**DATA PROVIDED:**
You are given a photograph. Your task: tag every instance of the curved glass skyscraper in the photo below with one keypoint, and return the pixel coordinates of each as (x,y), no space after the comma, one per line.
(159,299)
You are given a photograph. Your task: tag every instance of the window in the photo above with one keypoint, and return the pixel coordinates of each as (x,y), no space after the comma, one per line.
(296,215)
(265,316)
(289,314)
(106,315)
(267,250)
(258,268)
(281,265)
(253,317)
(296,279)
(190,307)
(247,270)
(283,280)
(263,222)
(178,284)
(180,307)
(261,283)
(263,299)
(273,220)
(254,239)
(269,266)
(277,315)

**EXERCISE GOAL:** Could you write the whole listing out again, line for line?

**SOLVED PROBLEM:**
You are given a photograph. Your task: tag every instance of the curved glass skyscraper in the photo below with one keypoint, and return the pixel coordinates of each as (x,y), no space after the comma, one per line.
(159,299)
You are given a photograph. Your task: tag every instance of the window in the photo above with one keypoint, and return the pixel coordinates of each as (x,y), no space after the comma, one per line.
(296,215)
(265,316)
(289,314)
(106,315)
(267,250)
(258,268)
(281,265)
(253,317)
(296,279)
(190,307)
(247,270)
(283,280)
(263,222)
(178,284)
(180,307)
(261,283)
(263,299)
(273,220)
(254,239)
(269,266)
(277,315)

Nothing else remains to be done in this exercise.